Information shown:
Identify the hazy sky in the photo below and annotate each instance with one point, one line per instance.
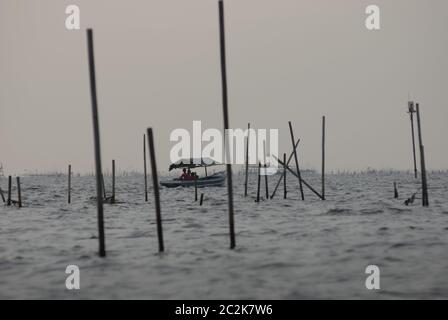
(157, 64)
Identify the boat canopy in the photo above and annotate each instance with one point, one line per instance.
(193, 163)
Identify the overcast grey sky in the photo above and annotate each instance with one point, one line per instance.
(157, 64)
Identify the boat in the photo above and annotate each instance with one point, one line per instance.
(215, 180)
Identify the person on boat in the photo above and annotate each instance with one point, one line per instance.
(184, 175)
(189, 176)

Task instructions:
Output the records above as a two-column CSV with the headers instruction and points, one row per record. Put each record's text in the instruction field and its answer in the points field, quote every field, replace line breaks with spaces, and leave the pictures out.

Solution to this task:
instruction,points
"Identify the hazy sky in the photo below and annotate each instance with one point, one line per instance.","(157, 64)"
"Identify the boat canopy in the photo above and annotate each instance with one point, one line per instance.","(193, 163)"
"Identify the overcast grey sky in the photo above and annotate each instance with one point, one line per instance.","(157, 64)"
"Identify the boat in the photo above and annotate each instance with one point, one line per instance.","(215, 180)"
"Identify the person on boat in the photo above and annotate each instance with one point, one line per instance.","(184, 175) (189, 176)"